_CONSIGNES:_ Restituez telles quelles toutes les lignes du matériau ci-dessous, sans aucune modification.

_JEU DE DONNÉES:_
╔══

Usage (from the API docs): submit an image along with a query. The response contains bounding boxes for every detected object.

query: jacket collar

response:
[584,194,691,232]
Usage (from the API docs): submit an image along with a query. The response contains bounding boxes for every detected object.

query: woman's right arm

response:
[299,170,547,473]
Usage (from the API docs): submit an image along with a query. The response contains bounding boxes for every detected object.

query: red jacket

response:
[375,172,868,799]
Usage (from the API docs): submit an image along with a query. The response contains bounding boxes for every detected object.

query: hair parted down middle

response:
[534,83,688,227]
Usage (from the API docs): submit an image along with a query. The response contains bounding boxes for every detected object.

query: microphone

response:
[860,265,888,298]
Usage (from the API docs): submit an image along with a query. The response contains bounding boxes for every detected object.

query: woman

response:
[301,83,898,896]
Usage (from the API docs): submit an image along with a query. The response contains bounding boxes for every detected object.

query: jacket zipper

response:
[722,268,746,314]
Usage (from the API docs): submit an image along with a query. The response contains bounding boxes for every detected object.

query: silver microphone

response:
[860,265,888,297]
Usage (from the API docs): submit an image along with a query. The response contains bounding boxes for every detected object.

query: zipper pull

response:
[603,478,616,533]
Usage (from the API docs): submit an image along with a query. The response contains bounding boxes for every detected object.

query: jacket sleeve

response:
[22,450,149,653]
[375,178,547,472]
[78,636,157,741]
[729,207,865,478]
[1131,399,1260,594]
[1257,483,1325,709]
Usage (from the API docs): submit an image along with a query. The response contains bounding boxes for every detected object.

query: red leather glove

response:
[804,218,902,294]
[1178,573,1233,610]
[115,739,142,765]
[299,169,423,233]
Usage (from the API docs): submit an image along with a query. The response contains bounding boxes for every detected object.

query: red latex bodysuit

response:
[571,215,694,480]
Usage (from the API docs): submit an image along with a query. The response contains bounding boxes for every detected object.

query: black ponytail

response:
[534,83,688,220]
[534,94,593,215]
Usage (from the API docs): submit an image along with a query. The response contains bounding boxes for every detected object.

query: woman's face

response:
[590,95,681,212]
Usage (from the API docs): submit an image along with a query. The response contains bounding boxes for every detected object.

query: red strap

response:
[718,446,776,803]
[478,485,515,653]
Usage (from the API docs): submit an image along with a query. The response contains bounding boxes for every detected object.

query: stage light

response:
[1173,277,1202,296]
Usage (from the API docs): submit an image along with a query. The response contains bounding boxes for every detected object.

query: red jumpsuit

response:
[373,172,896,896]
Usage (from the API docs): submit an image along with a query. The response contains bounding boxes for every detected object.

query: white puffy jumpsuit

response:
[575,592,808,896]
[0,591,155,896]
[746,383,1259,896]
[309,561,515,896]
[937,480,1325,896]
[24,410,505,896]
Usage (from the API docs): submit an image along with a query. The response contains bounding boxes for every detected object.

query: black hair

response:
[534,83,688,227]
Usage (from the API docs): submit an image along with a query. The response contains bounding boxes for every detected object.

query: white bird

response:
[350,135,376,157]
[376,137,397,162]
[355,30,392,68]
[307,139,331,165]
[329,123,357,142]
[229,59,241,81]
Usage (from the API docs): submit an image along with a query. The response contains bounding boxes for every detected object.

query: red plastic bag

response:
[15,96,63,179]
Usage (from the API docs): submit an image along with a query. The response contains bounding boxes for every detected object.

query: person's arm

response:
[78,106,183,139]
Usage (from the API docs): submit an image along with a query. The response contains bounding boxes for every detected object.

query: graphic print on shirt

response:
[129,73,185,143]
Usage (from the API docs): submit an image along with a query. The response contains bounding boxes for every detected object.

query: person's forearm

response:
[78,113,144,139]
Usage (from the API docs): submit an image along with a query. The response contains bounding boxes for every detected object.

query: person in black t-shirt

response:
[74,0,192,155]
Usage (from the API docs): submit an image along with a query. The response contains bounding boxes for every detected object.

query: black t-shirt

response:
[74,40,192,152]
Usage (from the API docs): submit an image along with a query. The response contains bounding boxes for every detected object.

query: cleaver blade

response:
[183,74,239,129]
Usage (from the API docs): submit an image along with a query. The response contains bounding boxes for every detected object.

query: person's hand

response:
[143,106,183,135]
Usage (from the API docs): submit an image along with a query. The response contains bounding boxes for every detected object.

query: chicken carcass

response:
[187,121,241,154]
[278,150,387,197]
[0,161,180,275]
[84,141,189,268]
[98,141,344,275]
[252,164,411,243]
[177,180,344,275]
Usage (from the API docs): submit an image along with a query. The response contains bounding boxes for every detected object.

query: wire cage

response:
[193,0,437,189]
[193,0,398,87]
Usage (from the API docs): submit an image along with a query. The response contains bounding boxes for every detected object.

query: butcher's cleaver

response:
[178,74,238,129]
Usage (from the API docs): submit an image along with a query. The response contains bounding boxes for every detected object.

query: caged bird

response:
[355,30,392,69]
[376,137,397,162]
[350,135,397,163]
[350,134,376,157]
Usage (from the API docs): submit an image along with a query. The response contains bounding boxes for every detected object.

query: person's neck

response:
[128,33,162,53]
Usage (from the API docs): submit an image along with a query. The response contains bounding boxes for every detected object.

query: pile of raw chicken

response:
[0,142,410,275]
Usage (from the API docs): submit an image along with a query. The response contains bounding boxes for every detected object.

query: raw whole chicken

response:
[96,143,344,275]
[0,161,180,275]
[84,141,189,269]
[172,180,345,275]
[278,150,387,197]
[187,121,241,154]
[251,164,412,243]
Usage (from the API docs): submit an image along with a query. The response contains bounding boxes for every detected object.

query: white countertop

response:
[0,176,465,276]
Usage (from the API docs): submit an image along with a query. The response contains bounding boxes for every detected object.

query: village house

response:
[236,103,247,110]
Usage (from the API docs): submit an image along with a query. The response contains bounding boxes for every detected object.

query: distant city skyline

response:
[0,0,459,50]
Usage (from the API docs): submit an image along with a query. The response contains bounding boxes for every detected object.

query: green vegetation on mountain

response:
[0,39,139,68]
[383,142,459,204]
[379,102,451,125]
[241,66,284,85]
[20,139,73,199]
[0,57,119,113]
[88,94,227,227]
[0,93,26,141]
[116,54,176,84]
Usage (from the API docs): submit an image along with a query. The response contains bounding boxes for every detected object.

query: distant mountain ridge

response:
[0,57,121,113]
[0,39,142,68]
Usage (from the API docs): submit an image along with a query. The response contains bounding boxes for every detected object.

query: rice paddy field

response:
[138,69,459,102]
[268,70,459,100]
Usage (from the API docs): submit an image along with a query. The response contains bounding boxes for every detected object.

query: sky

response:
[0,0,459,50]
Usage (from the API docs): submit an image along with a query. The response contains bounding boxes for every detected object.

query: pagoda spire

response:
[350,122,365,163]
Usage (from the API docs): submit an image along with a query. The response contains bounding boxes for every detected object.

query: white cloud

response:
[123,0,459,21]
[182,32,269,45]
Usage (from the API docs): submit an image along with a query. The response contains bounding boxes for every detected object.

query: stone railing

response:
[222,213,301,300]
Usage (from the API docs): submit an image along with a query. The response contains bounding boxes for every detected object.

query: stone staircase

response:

╚══

_RÉPONSE:_
Usage (from the API docs): submit an image along with a query. The response contains bounding boxes for every detected object.

query: jacket collar

response:
[584,194,691,232]
Usage (from the API docs): submit an image along with a query. The response contains bounding boxes for every detected object.

query: woman's right arm

response:
[299,170,547,473]
Usage (from the API docs): submit an image along with a query. The response contains bounding boxes for every detected object.

query: red jacket

response:
[375,172,868,799]
Usage (from the API docs): submit an image along with a query. The response contains bounding boxes for every detected object.

query: hair parted down middle

response:
[534,83,688,227]
Usage (from the API docs): submit an image along with a query. The response contains bounding boxes for every detected object.

query: microphone

response:
[860,265,888,298]
Usage (from the API docs): submit an image along with a query. The response contains bounding boxes for every detected object.

query: woman

response:
[301,83,898,896]
Usage (from the API docs): submit an image along with a query. The response contains bounding boxes for every detected object.

query: jacket zipper

response:
[722,268,746,314]
Usage (from the API docs): submit an image along with a query. The response contains bounding boxes for every detected object.

query: silver microphone

response:
[860,265,888,297]
Usage (from the API docs): submit an image along with a query. The response contains bounding boxes for every detected object.

query: zipper pull

response:
[603,478,616,533]
Usage (from the API docs): submit an image along with a query. The response contains bounding boxes for every detected object.

query: jacket sleeve

response:
[22,450,149,653]
[375,178,547,472]
[78,636,157,741]
[729,207,865,478]
[1131,399,1260,594]
[1257,483,1325,709]
Usage (from the API docs): submit an image along with a query. The response contains bounding boxes for every detected object.

query: red leather glove

response:
[804,218,902,294]
[1178,573,1233,610]
[115,739,142,765]
[299,169,423,233]
Usage (from the API docs): submit an image along with a query. The response contains bounding boxes for every detected object.

query: red latex bodysuit

response:
[571,215,694,480]
Usage (from the API docs): submit an image along with a query. The response contains bounding boxes for every detected object.

query: black ponytail

response:
[534,83,688,220]
[534,94,593,215]
Usage (from the API docs): submit an image along with a query. The response contains bounding boxes for every detected object.

query: woman's face

response:
[590,95,681,212]
Usage (from the API docs): submit an image along with a query. The response contains bounding boxes for every detected object.

query: red strap

response:
[718,446,776,803]
[478,485,515,653]
Usage (from the API docs): submit an image along with a query. The response contains bounding boxes for every detected object.

query: stage light

response:
[1173,277,1202,296]
Usage (from the API docs): submit an image along with a query. The response contains bounding boxes for every detected object.

query: red jumpsuit

response:
[373,172,896,896]
Usage (from the API docs): submit an image along with a query. The response contains bounding boxes for every detected object.

query: white puffy jumpsuit

response:
[575,592,808,896]
[0,591,155,896]
[746,383,1259,896]
[309,561,515,896]
[937,480,1325,896]
[24,410,505,896]
Usage (from the API docs): submit an image along with a query. The response contains bounding boxes for every detected object.

query: black hair

response:
[534,83,688,227]
Usage (from the API docs): submit an image along with a query. The response contains bounding boxes for every detected object.

query: white bird

response:
[350,135,376,157]
[376,137,397,162]
[355,30,392,68]
[307,139,331,165]
[329,123,357,142]
[229,59,241,81]
Usage (from the API docs): submit an image along with a query. The response contains bounding boxes for every detected object.

query: red plastic bag

response:
[15,96,63,179]
Usage (from the API docs): submit an image along with a query. The response contains bounding boxes for every detected object.

query: person's arm

response:
[78,106,183,139]
Usage (from the API docs): submit an image along with a query. The response contains bounding boxes for every detected object.

query: graphic print on shirt

response:
[129,73,185,143]
Usage (from the API docs): submit an image along with a query. The response contains bounding boxes for every detected object.

query: person's forearm

response:
[78,113,144,139]
Usage (from the API docs): submit an image along with a query. The response contains bounding boxes for every detected object.

query: person in black t-shirt

response:
[74,0,192,155]
Usage (from the API docs): submit an image along with a query. The response contains bounding boxes for every detected object.

query: black t-shirt

response:
[74,40,192,152]
Usage (from the API docs): submit an image along with a query. The response contains bounding boxes for every detected object.

query: cleaver blade

response:
[183,74,239,129]
Usage (from the API docs): submit an image along with a query. The response contains bounding boxes for every detected object.

query: person's hand

response:
[143,106,183,135]
Usage (from the API docs): submit an image along with a query. The response contains bounding boxes for every detected object.

query: chicken carcass

response:
[187,121,241,154]
[278,150,387,197]
[0,161,180,275]
[84,141,189,268]
[98,141,344,275]
[252,164,411,243]
[177,180,344,275]
Usage (from the API docs): submit an image along with a query. The response contains bounding boxes for every detected object.

query: wire cage

response:
[193,0,437,189]
[193,0,398,87]
Usage (from the API docs): submit an image along with a query. The response contains bounding boxes for every detected object.

query: butcher's cleaver

response:
[178,74,238,129]
Usage (from the API docs): submit an image along with a query. The response contains bounding boxes for every detected object.

query: caged bird

response:
[355,30,392,69]
[376,137,397,162]
[350,135,397,163]
[350,134,376,157]
Usage (from the API docs): submit an image along with a query. The response contains bounding boxes for every detected object.

query: person's neck

response:
[128,33,162,53]
Usage (from the API docs): submit an image along with a query. The response contains bounding boxes for every detected object.

query: pile of raw chicken

response:
[0,142,410,275]
Usage (from the API docs): submit an image along with a query. The response contains bounding boxes for every detected object.

query: raw whole chicken

response:
[96,143,344,275]
[0,161,180,275]
[84,141,189,269]
[172,180,345,275]
[278,150,387,197]
[187,121,241,154]
[251,164,412,243]
Usage (from the API docs): submit an image along with a query. The response contains bounding boxes for every detected object.

query: white countertop

response:
[0,176,465,276]
Usage (from the API docs): submit an image along with a query. The response contains bounding boxes for every detected object.

query: village house

response:
[236,103,247,110]
Usage (from the API docs): submit an image along with a query. The response contains bounding boxes for every detected object.

query: distant city skyline

response:
[0,0,459,50]
Usage (from the API docs): submit an image along with a query. The response contains bounding boxes for every detected object.

query: green vegetation on mountain

response:
[0,39,139,68]
[383,142,459,204]
[379,102,451,125]
[241,66,284,85]
[20,139,73,199]
[0,57,119,113]
[88,94,227,227]
[0,93,26,141]
[116,54,176,84]
Usage (from the API docs): submit an image along with a query. The response contains bounding boxes for every detected object.

query: distant mountain ridge

response:
[0,57,121,113]
[0,39,142,68]
Usage (from the API docs): submit an image along with a query. The response contains bounding boxes for every detected object.

query: rice paddy field

response:
[138,69,459,102]
[268,70,459,100]
Usage (from the API docs): submit an image along with a query. The response contains bounding boxes for every detected object.

query: sky

response:
[0,0,459,50]
Usage (from the API docs): submit an image along with a query. The response contains bounding boxes for every detected object.

query: pagoda spire

response:
[350,122,365,163]
Usage (from the API docs): submit an image along with a query. The response contains bounding boxes for every detected object.

query: white cloud

response:
[123,0,459,21]
[182,32,269,45]
Usage (from the API docs): submit an image along with a query. The response contains bounding boxes for every detected object.

query: stone railing

response:
[222,213,301,300]
Usage (from the API docs): submit an image along with a query. The response contains bounding boxes for every detected object.

query: stone staircase

response:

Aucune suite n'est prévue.